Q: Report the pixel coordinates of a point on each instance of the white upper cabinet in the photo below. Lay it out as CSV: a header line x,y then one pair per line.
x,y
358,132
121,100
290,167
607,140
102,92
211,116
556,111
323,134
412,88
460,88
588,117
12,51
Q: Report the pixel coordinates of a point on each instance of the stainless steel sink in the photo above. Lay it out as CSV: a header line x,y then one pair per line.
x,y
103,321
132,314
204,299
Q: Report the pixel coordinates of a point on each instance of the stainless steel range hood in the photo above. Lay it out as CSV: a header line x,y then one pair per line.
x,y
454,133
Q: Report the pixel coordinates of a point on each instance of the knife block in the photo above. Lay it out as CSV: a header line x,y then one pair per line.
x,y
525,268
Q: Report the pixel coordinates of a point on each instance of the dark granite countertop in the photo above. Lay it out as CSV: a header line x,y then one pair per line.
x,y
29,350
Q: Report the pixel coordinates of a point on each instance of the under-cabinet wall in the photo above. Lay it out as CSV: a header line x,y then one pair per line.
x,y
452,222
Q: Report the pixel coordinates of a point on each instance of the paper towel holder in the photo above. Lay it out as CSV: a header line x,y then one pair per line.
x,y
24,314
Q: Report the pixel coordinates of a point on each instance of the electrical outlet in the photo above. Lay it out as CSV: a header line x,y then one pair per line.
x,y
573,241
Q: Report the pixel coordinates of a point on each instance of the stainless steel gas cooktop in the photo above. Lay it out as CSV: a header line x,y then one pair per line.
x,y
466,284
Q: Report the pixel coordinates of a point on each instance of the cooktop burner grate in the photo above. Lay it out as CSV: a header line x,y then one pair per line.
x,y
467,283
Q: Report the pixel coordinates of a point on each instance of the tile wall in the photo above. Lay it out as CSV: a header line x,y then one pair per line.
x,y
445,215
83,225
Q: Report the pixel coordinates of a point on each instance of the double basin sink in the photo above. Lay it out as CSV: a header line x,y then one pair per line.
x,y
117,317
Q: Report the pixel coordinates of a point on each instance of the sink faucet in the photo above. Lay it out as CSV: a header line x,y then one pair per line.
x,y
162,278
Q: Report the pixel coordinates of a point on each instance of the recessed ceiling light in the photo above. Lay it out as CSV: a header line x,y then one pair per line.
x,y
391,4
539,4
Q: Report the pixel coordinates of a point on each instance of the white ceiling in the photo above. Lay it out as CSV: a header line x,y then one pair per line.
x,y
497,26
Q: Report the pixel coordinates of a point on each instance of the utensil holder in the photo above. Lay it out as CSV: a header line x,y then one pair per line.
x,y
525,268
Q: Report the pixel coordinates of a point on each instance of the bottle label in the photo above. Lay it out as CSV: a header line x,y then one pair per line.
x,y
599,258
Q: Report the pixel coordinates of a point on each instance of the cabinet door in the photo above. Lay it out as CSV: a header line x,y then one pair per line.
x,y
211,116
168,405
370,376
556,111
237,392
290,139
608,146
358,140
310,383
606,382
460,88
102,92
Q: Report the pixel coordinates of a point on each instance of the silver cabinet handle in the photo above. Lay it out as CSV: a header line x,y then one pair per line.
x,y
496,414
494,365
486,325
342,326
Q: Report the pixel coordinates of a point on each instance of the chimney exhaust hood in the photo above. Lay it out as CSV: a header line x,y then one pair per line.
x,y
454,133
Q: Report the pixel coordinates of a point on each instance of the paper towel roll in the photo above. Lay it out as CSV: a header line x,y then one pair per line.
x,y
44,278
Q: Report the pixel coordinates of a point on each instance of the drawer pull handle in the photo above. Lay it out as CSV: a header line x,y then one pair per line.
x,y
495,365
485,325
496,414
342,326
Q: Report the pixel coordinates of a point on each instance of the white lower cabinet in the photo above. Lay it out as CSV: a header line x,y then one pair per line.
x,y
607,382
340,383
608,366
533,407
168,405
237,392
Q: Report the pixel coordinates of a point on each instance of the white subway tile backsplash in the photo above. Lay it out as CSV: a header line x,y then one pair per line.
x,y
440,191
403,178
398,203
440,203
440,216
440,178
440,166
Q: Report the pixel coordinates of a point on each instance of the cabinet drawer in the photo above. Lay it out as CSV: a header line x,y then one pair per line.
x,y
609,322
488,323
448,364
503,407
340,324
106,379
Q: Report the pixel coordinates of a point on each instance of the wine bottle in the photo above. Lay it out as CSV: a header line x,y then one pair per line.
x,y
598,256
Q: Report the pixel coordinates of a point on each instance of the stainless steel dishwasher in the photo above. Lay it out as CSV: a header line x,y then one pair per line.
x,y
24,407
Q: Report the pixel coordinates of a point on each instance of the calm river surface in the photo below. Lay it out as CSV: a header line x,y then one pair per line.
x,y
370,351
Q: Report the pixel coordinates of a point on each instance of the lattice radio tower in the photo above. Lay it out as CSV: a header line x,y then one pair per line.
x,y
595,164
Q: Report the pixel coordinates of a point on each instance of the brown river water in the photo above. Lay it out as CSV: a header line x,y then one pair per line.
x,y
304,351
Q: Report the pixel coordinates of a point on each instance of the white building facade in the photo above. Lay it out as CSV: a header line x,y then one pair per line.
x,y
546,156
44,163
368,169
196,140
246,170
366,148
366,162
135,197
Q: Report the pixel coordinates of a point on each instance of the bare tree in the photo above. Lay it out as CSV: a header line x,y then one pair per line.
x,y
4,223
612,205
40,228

*ACTIVITY:* Repeat the data in full, matching each line exactly.

*RESULT FOR THIS TASK:*
Q: Report the pixel coordinates of a point on each instance of the white upper cabinet in the photo below. Lay it out as CSV: a header line x,y then one pair per line.
x,y
358,132
121,100
290,167
607,140
102,92
211,116
556,111
323,134
412,88
460,88
588,117
12,51
Q: Report the pixel coordinates of a point on each instance of the stainless steel sink in the photo above. Lay it out as CSV: a header line x,y then one pair per line.
x,y
103,321
132,314
204,299
Q: Report the pixel coordinates of a point on each instance of the stainless steel range hood in the photo above. Lay it out as CSV: a header line x,y then one pair per line.
x,y
454,133
Q: Report the pixel coordinates of a point on each instance of the knife block in the photo above. Lay it out as CSV: a header line x,y then one pair per line.
x,y
525,268
Q: Report the pixel coordinates of a point on each instance of the dark granite countertop in the photo above. Lay it out as CSV: a header line x,y then one pair per line.
x,y
29,350
Q: Report the pixel coordinates of a point on each instance of the under-cabinet wall in the photo above. Lay it out as CSV: a header line x,y then one pair per line.
x,y
452,222
Q: Report the pixel coordinates of a point on each instance of the paper towel holder in the photo above. Lay it out as CSV: a header line x,y then one pair per line.
x,y
24,314
Q: Report the pixel coordinates of a point on each instance of the electrical outlet in the photo above. Lay it out as CSV: a header line x,y then one pair per line.
x,y
573,241
Q: Report the pixel coordinates of a point on each instance of the stainless steel gas cooktop in the photo above. Lay it out as CSV: a header line x,y then one pair per line.
x,y
466,284
Q: Report the pixel coordinates of a point on each instance of the cooktop burner grate in the photo above. Lay it out as CSV: a header line x,y then one pair per line.
x,y
467,283
Q: Report the pixel coordinates of a point on each instance of the tile wall in the photo above. Lay it out as CSV: a header line x,y then one pair per line.
x,y
445,215
83,225
Q: Report the pixel coordinates of a point on each instance of the double basin sink in the photo above. Lay it out as CSV: a header line x,y then one pair per line.
x,y
117,317
Q: Report the pixel coordinates of a point on each instance of the sink faucet in the photo above. Lay it out as CSV: a header line x,y then one pair per line.
x,y
162,278
Q: Report the pixel coordinates of a point on each instance of the recessed ceiling light in the photo above. Lay it out as CSV: a header line x,y then one pair per line.
x,y
391,4
539,4
Q: Report the pixel coordinates of a point on each instance of the white ceiling in the photo above. Lay it out as CSV: a header line x,y then one pair per line.
x,y
497,26
Q: Report the pixel coordinates of a point on each instance of the utensil holder in the photo above. Lay it out as CSV: a header line x,y then one pair per line.
x,y
525,268
Q: Report the pixel coordinates of a point on each instance of the bottle label in the photo above. Lay it out as CSV: a header line x,y then one pair per line.
x,y
599,258
Q: Report the pixel coordinates of a point on each instance of the cabinet door in the photo above. Lay it out as CSV: a header line x,y then one pair per line.
x,y
211,116
168,405
370,376
556,111
237,392
290,139
608,146
358,140
310,383
606,382
460,88
102,92
Q: Report the pixel coordinates of a point on each instance of the silver cabinet handle in the photo above. Lay it out as CSV: a header line x,y then one pair per line.
x,y
496,414
494,365
486,325
342,326
Q: Report the pixel coordinates of a point on each instance of the chimney exhaust hood in the photo above. Lay it out as CSV: a header line x,y then one pair per line.
x,y
454,133
Q: Report the pixel coordinates of a point on each instance of the paper towel roll in the photo above. Lay it out as CSV: a header line x,y then one pair per line.
x,y
44,278
Q: Report the pixel coordinates of a point on each instance of the drawer pull handle in the photo above. Lay it out as CSV: a header line x,y then one pair per line.
x,y
495,365
485,325
496,414
342,326
Q: Report the pixel coordinates of a point on each instance of the white lower cabinet in the photo above. Lay it out as CSV: a header line x,y then one pair per line.
x,y
607,382
340,383
608,366
533,407
168,405
237,392
Q: Report the pixel coordinates of a point on each instance of the white subway tile backsplash in the photo above. Lay it out as CSV: a header line x,y then one pair per line.
x,y
440,191
403,178
398,203
440,203
440,216
440,178
440,166
Q: Report the pixel coordinates of a point on each instance of the cabinet drawer in the photo above. Lay it out as CSV: a header line x,y then one pair per line.
x,y
609,322
488,323
448,364
503,407
340,324
106,379
Q: Report the pixel coordinates of a point on each instance of the wine bottle in the photo above. Lay it out as CSV: a header line x,y then one pair per line.
x,y
598,256
Q: Report the pixel coordinates of a point on each instance of the stainless steel dishwasher in the photo above. Lay it out as CSV: a header line x,y then one pair per line.
x,y
24,407
Q: Report the pixel coordinates of a point on each instance of the calm river surface in the photo below. Lay it out as CSV: a header line x,y then one pair per line.
x,y
370,351
Q: Report the pixel coordinates of a point on each instance of the lattice radio tower in the photo above. Lay it out as CSV: a header line x,y then one pair per line.
x,y
595,164
Q: Report the pixel coordinates of a point on each instance of the brown river water in the photo above. Lay it out as CSV: a header line x,y then one pair per line.
x,y
304,351
Q: Report the pixel coordinates of a point on each instance of the white building facade in the photo above. Lay it out as CSV: a header line x,y then one pair per line.
x,y
546,156
44,163
368,169
196,140
246,170
366,148
366,162
135,197
Q: Report the pixel coordinates of a point on each instance of the bare tree in the photo above. Lay it out as CSV: a header line x,y then one pair per line.
x,y
4,223
612,205
40,228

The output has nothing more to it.